Lines from the one containing "Where can you spot the sepia" through the last line of the data are to be repeated word for word, both ends included.

Referring expression data
==========
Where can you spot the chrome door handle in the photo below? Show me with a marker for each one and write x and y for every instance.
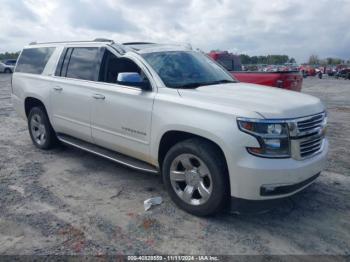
(98, 96)
(58, 88)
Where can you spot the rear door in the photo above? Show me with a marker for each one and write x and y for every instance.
(71, 94)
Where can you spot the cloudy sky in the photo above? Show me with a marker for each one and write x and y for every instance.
(297, 28)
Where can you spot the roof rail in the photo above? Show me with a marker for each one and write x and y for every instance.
(76, 41)
(103, 40)
(138, 43)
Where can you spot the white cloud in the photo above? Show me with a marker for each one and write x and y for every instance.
(297, 28)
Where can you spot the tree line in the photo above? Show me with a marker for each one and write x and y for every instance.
(315, 60)
(8, 55)
(268, 59)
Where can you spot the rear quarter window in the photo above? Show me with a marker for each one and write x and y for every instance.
(34, 60)
(83, 63)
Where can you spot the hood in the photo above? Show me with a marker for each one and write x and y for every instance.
(270, 102)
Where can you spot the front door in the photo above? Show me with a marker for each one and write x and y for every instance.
(121, 114)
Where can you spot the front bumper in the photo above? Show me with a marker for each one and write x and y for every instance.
(255, 178)
(240, 205)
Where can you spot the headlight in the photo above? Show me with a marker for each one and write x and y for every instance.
(273, 137)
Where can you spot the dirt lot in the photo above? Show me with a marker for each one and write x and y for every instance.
(66, 201)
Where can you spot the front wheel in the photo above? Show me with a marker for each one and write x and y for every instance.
(40, 129)
(195, 176)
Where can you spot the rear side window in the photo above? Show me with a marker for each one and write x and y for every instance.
(34, 60)
(80, 63)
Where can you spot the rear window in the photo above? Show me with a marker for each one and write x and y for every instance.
(34, 60)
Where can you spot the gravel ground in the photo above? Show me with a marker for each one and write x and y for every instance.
(68, 202)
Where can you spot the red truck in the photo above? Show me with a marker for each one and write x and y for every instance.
(291, 80)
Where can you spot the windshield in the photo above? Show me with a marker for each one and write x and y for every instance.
(187, 69)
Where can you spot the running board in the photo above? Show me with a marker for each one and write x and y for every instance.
(108, 154)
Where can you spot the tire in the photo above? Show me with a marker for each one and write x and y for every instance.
(40, 129)
(206, 172)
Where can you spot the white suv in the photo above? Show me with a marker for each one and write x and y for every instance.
(168, 109)
(7, 66)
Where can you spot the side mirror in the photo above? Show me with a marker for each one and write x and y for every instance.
(132, 79)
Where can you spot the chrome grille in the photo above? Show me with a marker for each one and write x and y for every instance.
(308, 137)
(310, 146)
(311, 123)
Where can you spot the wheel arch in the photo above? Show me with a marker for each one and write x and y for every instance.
(30, 102)
(172, 137)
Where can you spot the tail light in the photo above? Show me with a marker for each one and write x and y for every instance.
(279, 83)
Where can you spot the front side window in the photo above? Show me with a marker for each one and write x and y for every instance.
(187, 69)
(113, 66)
(34, 60)
(82, 63)
(226, 62)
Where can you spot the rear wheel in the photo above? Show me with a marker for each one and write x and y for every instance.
(40, 129)
(196, 178)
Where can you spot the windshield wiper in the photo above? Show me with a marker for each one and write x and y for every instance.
(191, 85)
(195, 85)
(224, 81)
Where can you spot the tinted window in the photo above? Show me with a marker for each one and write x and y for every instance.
(112, 66)
(83, 63)
(10, 62)
(33, 60)
(226, 62)
(186, 69)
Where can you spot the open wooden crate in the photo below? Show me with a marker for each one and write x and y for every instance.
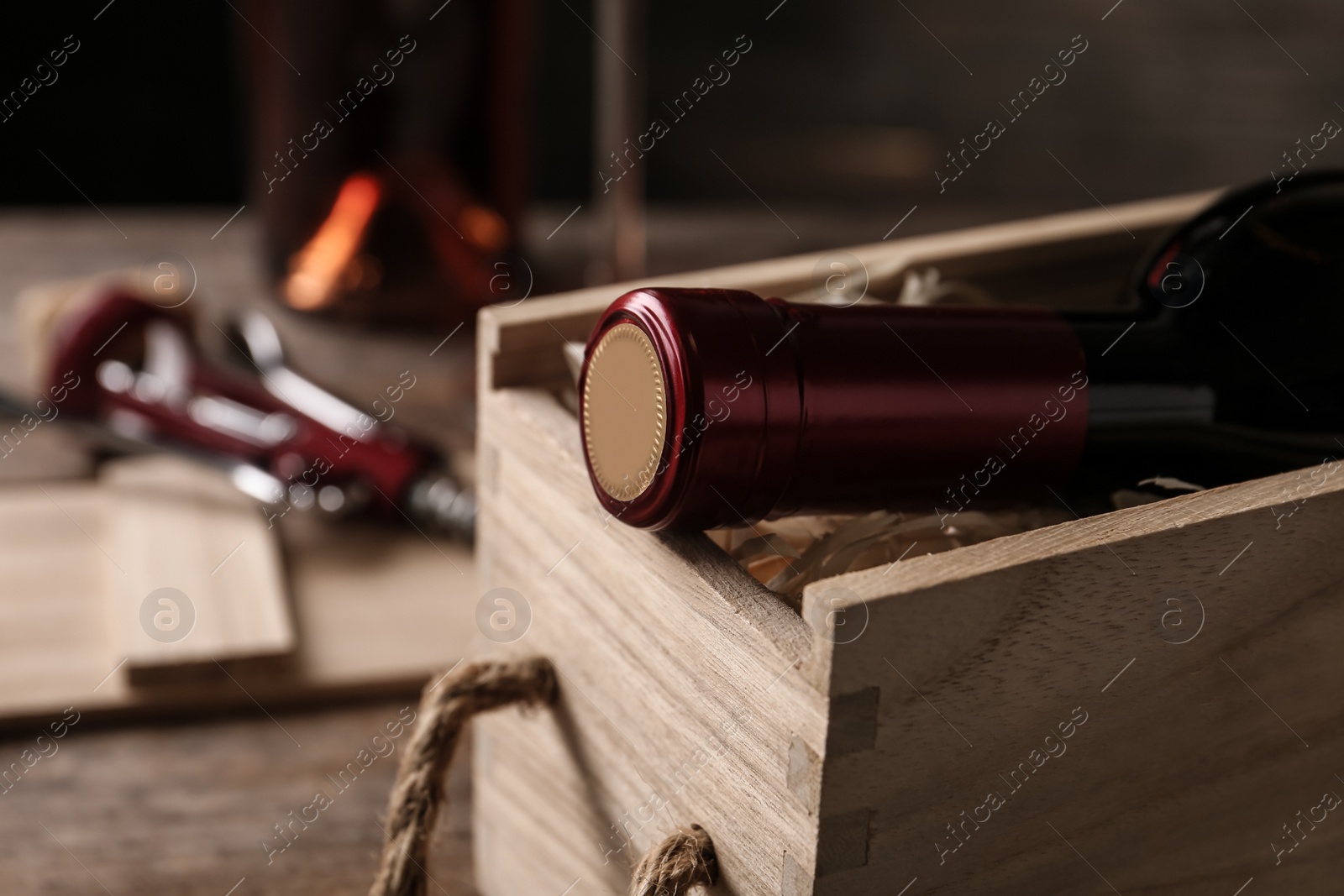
(1018, 716)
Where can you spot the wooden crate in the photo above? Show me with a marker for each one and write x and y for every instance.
(1018, 716)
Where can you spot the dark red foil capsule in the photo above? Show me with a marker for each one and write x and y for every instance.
(710, 407)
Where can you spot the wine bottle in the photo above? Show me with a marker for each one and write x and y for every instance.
(706, 407)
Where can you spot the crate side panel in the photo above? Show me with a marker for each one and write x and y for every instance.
(1139, 689)
(680, 696)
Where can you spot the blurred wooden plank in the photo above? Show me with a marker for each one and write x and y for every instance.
(374, 609)
(181, 532)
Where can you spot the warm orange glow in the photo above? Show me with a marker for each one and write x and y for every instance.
(483, 228)
(318, 268)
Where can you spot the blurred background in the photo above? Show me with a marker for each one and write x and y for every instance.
(835, 120)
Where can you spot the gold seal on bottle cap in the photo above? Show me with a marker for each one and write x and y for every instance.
(624, 411)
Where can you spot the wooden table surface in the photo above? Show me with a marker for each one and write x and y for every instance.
(183, 808)
(181, 805)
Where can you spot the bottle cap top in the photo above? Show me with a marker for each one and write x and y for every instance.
(624, 411)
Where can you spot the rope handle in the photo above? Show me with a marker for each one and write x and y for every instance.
(683, 860)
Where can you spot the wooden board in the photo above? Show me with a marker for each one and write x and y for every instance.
(371, 610)
(692, 694)
(181, 532)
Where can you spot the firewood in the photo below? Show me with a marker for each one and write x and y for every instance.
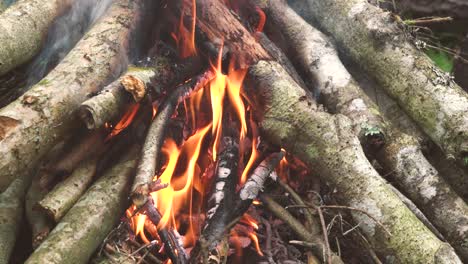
(221, 201)
(11, 216)
(89, 145)
(327, 144)
(372, 39)
(87, 223)
(151, 149)
(403, 156)
(112, 101)
(453, 8)
(297, 227)
(38, 221)
(33, 123)
(316, 56)
(24, 27)
(57, 202)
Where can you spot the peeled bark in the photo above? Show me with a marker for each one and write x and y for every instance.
(31, 125)
(111, 102)
(327, 143)
(88, 222)
(11, 216)
(23, 29)
(373, 40)
(64, 195)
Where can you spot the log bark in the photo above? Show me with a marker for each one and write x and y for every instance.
(151, 149)
(57, 202)
(11, 216)
(327, 143)
(88, 222)
(316, 56)
(110, 104)
(215, 22)
(39, 223)
(34, 122)
(453, 8)
(418, 179)
(403, 156)
(23, 29)
(374, 41)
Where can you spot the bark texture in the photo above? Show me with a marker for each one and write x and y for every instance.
(453, 8)
(11, 216)
(316, 56)
(414, 174)
(373, 40)
(88, 222)
(34, 122)
(64, 195)
(23, 29)
(327, 143)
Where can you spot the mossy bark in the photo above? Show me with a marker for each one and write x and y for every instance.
(373, 39)
(64, 195)
(23, 30)
(316, 56)
(327, 143)
(88, 222)
(11, 216)
(31, 125)
(416, 177)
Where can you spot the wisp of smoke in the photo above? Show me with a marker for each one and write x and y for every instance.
(64, 34)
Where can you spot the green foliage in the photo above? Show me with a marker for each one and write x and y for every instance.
(442, 59)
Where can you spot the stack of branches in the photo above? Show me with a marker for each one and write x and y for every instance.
(410, 130)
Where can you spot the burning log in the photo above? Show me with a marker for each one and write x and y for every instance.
(87, 223)
(221, 201)
(326, 143)
(375, 42)
(33, 123)
(24, 28)
(413, 173)
(11, 216)
(112, 101)
(151, 149)
(65, 194)
(38, 221)
(453, 8)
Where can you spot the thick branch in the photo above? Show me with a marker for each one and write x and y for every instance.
(33, 123)
(327, 143)
(370, 37)
(88, 222)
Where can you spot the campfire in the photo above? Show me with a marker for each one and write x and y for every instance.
(209, 131)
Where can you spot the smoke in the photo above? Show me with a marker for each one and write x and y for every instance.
(66, 31)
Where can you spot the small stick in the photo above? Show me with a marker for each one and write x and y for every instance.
(151, 149)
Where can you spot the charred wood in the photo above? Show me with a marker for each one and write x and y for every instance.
(376, 42)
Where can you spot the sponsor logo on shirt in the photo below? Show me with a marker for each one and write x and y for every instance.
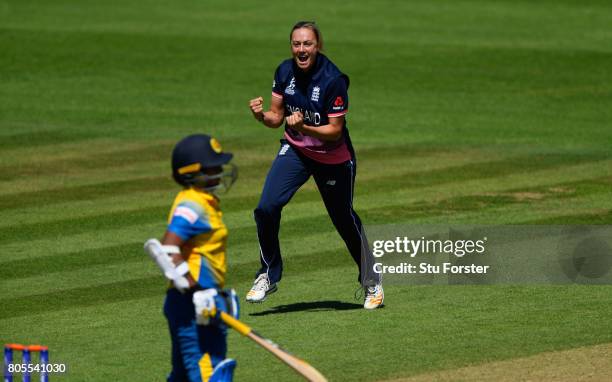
(186, 213)
(283, 150)
(291, 88)
(309, 115)
(338, 104)
(315, 94)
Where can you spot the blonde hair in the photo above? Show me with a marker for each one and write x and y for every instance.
(313, 27)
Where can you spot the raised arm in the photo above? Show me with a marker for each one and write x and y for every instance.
(272, 118)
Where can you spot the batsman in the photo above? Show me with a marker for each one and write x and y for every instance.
(192, 256)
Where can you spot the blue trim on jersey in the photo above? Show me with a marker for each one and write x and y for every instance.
(206, 279)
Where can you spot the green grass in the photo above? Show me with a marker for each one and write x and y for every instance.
(458, 110)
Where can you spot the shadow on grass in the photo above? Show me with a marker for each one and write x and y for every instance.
(313, 306)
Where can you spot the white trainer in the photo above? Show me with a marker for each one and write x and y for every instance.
(374, 296)
(261, 288)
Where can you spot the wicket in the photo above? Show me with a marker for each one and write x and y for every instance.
(26, 358)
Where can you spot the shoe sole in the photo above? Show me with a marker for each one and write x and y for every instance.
(269, 291)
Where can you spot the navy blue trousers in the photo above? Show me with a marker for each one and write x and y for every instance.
(289, 171)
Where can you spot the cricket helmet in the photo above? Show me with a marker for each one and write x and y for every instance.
(198, 160)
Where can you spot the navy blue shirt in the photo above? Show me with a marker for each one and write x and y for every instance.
(318, 94)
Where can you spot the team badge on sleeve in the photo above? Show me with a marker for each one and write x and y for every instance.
(186, 213)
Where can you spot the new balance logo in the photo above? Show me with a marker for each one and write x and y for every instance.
(283, 150)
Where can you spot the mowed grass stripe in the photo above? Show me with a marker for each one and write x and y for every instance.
(250, 162)
(143, 287)
(374, 214)
(409, 179)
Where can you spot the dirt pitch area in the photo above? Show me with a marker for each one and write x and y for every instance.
(592, 363)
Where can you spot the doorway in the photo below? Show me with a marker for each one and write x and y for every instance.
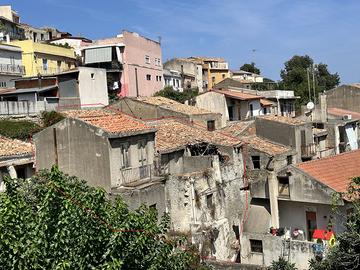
(311, 224)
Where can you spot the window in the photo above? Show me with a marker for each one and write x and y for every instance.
(209, 198)
(142, 153)
(284, 188)
(45, 66)
(251, 108)
(147, 59)
(256, 162)
(211, 125)
(256, 246)
(289, 160)
(125, 160)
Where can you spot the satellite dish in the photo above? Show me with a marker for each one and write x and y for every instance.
(310, 105)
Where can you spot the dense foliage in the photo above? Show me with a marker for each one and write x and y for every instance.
(169, 92)
(346, 254)
(51, 118)
(53, 221)
(295, 77)
(282, 264)
(250, 68)
(15, 129)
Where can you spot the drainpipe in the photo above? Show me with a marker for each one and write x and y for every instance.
(136, 83)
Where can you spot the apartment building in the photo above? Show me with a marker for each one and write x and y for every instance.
(133, 63)
(45, 59)
(11, 67)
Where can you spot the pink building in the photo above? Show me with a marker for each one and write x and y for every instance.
(133, 63)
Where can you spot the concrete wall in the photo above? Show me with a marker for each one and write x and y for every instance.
(298, 252)
(121, 176)
(93, 87)
(345, 97)
(82, 151)
(136, 47)
(153, 112)
(215, 103)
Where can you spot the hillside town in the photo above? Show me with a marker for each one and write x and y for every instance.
(245, 165)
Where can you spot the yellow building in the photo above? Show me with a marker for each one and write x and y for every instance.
(214, 70)
(44, 59)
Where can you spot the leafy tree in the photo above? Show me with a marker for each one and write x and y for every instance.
(250, 68)
(169, 92)
(21, 129)
(282, 264)
(346, 253)
(295, 77)
(54, 221)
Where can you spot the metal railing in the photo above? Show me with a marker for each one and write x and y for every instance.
(12, 69)
(308, 150)
(128, 175)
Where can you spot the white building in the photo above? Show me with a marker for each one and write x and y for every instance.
(247, 76)
(11, 67)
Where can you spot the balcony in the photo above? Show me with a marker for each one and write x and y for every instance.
(12, 69)
(308, 151)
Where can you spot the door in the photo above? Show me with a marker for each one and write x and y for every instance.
(310, 224)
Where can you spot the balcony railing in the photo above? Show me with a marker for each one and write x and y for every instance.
(12, 69)
(308, 150)
(128, 175)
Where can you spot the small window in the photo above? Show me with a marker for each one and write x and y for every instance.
(125, 159)
(209, 198)
(147, 59)
(289, 160)
(284, 188)
(256, 246)
(211, 125)
(256, 162)
(142, 153)
(45, 66)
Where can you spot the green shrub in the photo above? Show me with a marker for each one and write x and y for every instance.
(21, 130)
(282, 264)
(51, 118)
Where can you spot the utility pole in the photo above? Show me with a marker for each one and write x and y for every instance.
(313, 68)
(308, 75)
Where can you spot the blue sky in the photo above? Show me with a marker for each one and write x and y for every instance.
(327, 30)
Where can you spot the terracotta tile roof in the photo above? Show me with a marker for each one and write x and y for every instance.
(341, 112)
(266, 102)
(172, 135)
(173, 105)
(10, 147)
(266, 146)
(336, 171)
(236, 128)
(237, 94)
(111, 122)
(284, 119)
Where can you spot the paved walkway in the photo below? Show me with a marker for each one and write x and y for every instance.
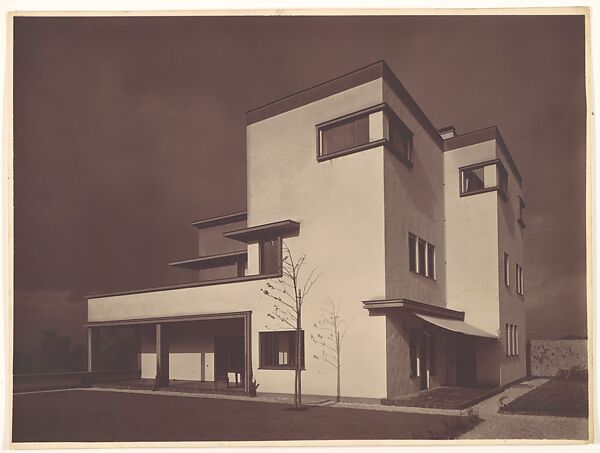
(508, 426)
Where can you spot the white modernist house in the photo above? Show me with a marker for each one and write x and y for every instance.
(417, 233)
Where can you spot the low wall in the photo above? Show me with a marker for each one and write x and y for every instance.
(73, 379)
(549, 357)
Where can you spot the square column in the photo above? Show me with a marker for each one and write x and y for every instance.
(162, 355)
(90, 349)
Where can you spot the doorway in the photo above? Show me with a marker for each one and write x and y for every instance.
(465, 361)
(423, 362)
(229, 358)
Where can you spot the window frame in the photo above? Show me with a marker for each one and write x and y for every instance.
(393, 121)
(274, 334)
(413, 353)
(520, 206)
(512, 340)
(520, 280)
(501, 175)
(429, 266)
(506, 270)
(278, 269)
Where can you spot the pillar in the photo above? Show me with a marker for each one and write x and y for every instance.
(162, 355)
(90, 349)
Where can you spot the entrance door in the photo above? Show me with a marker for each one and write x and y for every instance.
(465, 361)
(229, 357)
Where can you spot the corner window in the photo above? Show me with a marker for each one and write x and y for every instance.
(270, 256)
(512, 340)
(278, 349)
(484, 177)
(421, 256)
(399, 137)
(362, 130)
(345, 135)
(519, 279)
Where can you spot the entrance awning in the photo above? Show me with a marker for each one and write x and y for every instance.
(456, 325)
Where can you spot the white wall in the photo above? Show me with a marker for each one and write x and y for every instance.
(472, 242)
(512, 305)
(340, 206)
(414, 202)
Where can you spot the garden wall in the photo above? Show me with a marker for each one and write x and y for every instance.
(549, 357)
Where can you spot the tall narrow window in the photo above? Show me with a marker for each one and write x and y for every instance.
(412, 252)
(270, 253)
(430, 261)
(502, 180)
(506, 270)
(412, 349)
(519, 279)
(422, 258)
(520, 208)
(512, 340)
(432, 355)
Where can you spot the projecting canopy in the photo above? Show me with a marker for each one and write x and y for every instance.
(455, 325)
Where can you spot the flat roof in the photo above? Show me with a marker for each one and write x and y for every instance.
(207, 262)
(413, 306)
(221, 220)
(360, 76)
(265, 231)
(220, 281)
(480, 136)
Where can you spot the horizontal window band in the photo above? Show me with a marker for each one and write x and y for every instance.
(349, 116)
(352, 150)
(488, 189)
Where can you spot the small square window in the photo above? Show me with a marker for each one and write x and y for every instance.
(278, 349)
(484, 177)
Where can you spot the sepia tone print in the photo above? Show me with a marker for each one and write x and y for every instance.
(380, 247)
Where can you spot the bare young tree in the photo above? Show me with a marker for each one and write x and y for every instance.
(289, 292)
(332, 328)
==========
— FINISHED TASK —
Where can you spot the sepia tone print in the photo above? Show me with a marker for each one and write x and y for every instance.
(380, 247)
Where can you spot the bare young tree in the photo above? Show me with a marker for each one and write x and y for every instance.
(289, 292)
(332, 328)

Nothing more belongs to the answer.